TASK OBJECTIVE | In the listing below, find the line containing "In this exercise you will mark the light". Write out that line and every line after it to the end, exactly and only those.

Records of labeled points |
= = = =

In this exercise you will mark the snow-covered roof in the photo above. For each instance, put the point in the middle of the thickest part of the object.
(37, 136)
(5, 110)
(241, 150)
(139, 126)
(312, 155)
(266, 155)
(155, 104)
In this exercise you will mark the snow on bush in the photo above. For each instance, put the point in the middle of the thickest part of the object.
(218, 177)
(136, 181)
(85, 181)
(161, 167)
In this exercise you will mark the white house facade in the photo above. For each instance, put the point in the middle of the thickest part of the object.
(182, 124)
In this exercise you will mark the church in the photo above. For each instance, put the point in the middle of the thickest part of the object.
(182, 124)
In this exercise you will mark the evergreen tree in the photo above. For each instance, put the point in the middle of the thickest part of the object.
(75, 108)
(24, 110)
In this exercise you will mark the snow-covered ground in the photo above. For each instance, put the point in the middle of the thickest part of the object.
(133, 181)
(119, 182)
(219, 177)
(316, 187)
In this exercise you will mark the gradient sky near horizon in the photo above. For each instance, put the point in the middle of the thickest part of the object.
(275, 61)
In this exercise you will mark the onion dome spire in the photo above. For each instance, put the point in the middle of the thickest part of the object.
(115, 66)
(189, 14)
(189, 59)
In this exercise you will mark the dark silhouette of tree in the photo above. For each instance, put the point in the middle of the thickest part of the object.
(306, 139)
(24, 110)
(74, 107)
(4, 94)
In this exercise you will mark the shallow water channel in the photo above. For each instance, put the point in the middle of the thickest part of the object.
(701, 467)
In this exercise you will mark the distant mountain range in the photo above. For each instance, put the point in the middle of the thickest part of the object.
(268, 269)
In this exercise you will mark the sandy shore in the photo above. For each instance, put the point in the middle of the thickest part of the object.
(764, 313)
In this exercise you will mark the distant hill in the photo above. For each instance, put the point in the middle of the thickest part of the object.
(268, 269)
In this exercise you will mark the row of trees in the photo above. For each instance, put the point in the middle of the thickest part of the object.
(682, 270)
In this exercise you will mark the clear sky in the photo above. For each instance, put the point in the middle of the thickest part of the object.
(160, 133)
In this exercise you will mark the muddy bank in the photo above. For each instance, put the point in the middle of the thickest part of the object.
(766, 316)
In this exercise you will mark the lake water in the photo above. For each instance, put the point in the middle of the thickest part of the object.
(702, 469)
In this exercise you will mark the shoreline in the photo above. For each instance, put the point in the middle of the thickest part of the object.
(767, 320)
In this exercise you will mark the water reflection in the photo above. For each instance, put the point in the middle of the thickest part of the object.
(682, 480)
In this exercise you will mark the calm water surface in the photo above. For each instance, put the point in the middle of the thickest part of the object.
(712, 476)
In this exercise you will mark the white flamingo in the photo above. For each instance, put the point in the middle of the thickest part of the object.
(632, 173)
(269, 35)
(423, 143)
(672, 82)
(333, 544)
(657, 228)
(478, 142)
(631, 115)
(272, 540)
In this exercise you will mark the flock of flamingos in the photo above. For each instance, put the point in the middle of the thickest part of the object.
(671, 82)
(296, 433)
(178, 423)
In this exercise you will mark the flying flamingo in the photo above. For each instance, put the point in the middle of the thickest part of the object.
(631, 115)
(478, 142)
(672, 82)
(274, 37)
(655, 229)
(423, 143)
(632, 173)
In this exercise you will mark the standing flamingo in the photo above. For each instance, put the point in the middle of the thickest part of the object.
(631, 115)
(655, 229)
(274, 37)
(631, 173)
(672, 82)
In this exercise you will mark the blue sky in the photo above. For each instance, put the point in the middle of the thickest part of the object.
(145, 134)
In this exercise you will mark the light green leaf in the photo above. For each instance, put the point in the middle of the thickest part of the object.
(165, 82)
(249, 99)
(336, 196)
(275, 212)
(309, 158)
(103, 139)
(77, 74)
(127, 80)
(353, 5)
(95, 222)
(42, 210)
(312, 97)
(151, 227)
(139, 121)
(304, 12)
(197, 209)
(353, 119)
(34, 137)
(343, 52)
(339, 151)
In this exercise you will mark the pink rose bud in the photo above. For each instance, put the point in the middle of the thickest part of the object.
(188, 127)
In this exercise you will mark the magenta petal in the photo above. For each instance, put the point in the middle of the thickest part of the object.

= = = =

EXERCISE OUTPUT |
In this exercise you will mark the light green leaf in the photo above. For each instance, put the point in the middle of the thickest part of the object.
(165, 82)
(249, 99)
(336, 196)
(275, 212)
(309, 158)
(103, 139)
(77, 74)
(127, 80)
(353, 5)
(95, 222)
(42, 210)
(312, 97)
(151, 227)
(139, 121)
(304, 12)
(197, 209)
(353, 119)
(34, 137)
(343, 52)
(339, 151)
In this exercise you will mark the pink rose bud in the photo above. For each instance, put the point in the middle of the thickest part of the object.
(188, 127)
In this exercise you will mark the magenta petal in the photo above. For each instance, put the point in the middle of the thickest part of the object.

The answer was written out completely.